• [SOURCE EXTRACT]
□ □ □ □
But in recent days militants in security uniforms, or soldiers gone “rogue”, have penetrated some of the most important police and army installations in the country, in attacks likely to compound worries about the security handover.
Afghan forces are already riddled with problems, ranging from illiteracy to shortages of equipment and leaders, that will make meeting the 2014 deadline a challenge.
On Saturday, a suicide bomber in an Afghan army uniform got into a sprawling desert base in the east of the country and killed five foreign and four Afghan soldiers, the highest toll of NATO-led troops in a single attack for several months. Last Friday, a suicide bomber in police uniform evaded tight security at the police headquarters in Kandahar city and killed Khan Mohammad Mujahid, the police chief in the southern province of Kandahar. Both places are ringed by formidable defenses, but cash or commitment to the insurgent cause rendered the walls useless at keeping out militants.
The Taliban claimed responsibility for the Monday attack on the ministry, saying they were targeting planned meetings with visited French Defense Minister Gerard Longuet. The French embassy said the minister was not in the building at the time of the shooting, but declined further comment on his schedule.
The incident also came the same day that Admiral Mike Mullen, chairman of the U.S. Joint Chiefs of Staff, arrived on an unannounced visit to Afghanistan to see U.S. troops.
The wounded included an assistant to the Defense minister and secretary of the army chief of staff, said Afghanistan’s Tolo TV, quoting unidentified ministry sources.
The attack in Kandahar showed the Taliban are still able to mount sophisticated raids in the center of the city, which gave birth to the insurgency and which has been a focus of military efforts by the United States and its international allies.
□ □ □ □
• [WRITTEN PROBLEM]
Transcribe the whole news excerpt on attacks by militants in security uniforms in Afghanistan word for word.

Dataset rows
□ □ □ □
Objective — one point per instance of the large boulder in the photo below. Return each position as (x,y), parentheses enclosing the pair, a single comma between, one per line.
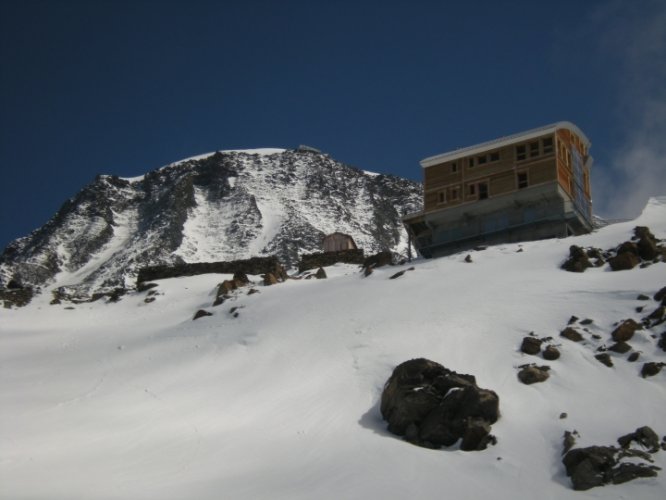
(624,261)
(625,330)
(433,406)
(577,261)
(600,465)
(532,374)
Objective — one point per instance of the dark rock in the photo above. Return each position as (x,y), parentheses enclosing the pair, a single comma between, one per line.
(571,334)
(532,374)
(142,287)
(651,369)
(577,261)
(644,436)
(589,467)
(624,261)
(662,341)
(477,435)
(378,260)
(201,313)
(625,330)
(628,471)
(657,316)
(17,297)
(315,260)
(551,353)
(627,247)
(432,406)
(241,278)
(255,265)
(643,232)
(531,345)
(620,347)
(568,441)
(647,248)
(604,359)
(599,465)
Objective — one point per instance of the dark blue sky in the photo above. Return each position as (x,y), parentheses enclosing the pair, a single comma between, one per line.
(123,87)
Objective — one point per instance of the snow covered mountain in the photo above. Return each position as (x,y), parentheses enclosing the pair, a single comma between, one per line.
(275,395)
(219,206)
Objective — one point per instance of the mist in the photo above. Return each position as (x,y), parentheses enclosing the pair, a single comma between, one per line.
(633,39)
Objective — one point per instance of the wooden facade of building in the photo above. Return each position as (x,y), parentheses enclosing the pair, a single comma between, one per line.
(336,242)
(527,186)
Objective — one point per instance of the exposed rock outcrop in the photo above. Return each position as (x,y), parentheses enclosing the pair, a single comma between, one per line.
(600,465)
(432,406)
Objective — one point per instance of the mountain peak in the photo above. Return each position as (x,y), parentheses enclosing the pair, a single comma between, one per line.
(224,205)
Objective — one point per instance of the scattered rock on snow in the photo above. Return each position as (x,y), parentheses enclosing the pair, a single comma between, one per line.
(651,369)
(625,330)
(620,347)
(432,406)
(270,279)
(531,345)
(201,313)
(577,261)
(624,261)
(600,465)
(532,374)
(551,353)
(644,436)
(605,359)
(571,334)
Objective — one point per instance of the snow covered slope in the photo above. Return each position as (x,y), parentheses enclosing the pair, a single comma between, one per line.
(134,400)
(218,206)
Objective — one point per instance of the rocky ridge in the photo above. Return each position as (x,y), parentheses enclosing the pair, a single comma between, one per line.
(223,206)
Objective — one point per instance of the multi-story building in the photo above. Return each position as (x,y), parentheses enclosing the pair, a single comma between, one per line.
(527,186)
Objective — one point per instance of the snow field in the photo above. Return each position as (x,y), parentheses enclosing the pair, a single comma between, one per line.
(137,401)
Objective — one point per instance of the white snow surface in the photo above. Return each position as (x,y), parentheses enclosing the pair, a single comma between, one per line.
(134,400)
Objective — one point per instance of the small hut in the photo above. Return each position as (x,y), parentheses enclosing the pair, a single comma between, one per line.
(336,242)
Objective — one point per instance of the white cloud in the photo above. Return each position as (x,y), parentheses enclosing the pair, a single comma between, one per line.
(634,42)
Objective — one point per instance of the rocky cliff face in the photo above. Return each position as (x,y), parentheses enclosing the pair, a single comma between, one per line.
(222,206)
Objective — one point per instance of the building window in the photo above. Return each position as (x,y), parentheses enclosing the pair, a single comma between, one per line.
(522,180)
(534,149)
(521,153)
(483,190)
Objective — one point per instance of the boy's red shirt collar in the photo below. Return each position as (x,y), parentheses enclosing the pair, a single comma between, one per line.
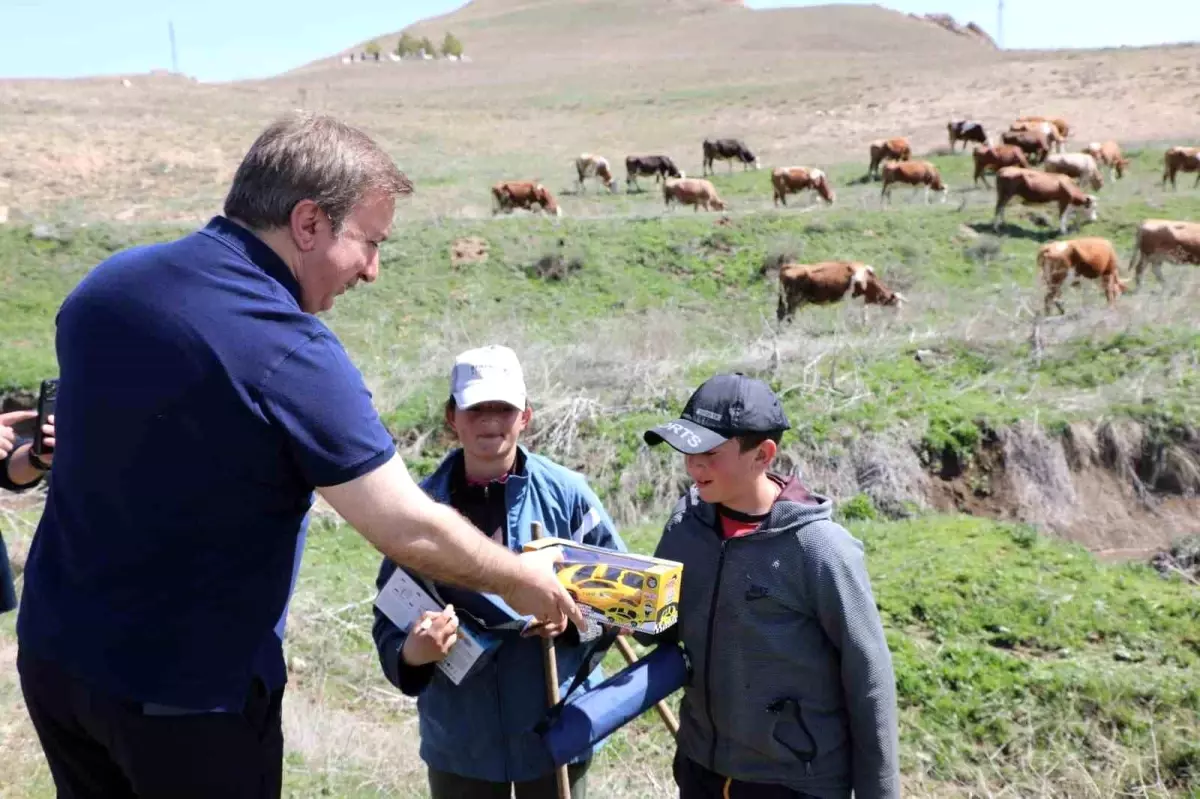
□ □ □ □
• [TASK RESPONSE]
But in recent days militants in security uniforms, or soldiers gone “rogue”, have penetrated some of the most important police and army installations in the country, in attacks likely to compound worries about the security handover.
Afghan forces are already riddled with problems, ranging from illiteracy to shortages of equipment and leaders, that will make meeting the 2014 deadline a challenge.
On Saturday, a suicide bomber in an Afghan army uniform got into a sprawling desert base in the east of the country and killed five foreign and four Afghan soldiers, the highest toll of NATO-led troops in a single attack for several months. Last Friday, a suicide bomber in police uniform evaded tight security at the police headquarters in Kandahar city and killed Khan Mohammad Mujahid, the police chief in the southern province of Kandahar. Both places are ringed by formidable defenses, but cash or commitment to the insurgent cause rendered the walls useless at keeping out militants.
The Taliban claimed responsibility for the Monday attack on the ministry, saying they were targeting planned meetings with visited French Defense Minister Gerard Longuet. The French embassy said the minister was not in the building at the time of the shooting, but declined further comment on his schedule.
The incident also came the same day that Admiral Mike Mullen, chairman of the U.S. Joint Chiefs of Staff, arrived on an unannounced visit to Afghanistan to see U.S. troops.
The wounded included an assistant to the Defense minister and secretary of the army chief of staff, said Afghanistan’s Tolo TV, quoting unidentified ministry sources.
The attack in Kandahar showed the Taliban are still able to mount sophisticated raids in the center of the city, which gave birth to the insurgency and which has been a focus of military efforts by the United States and its international allies.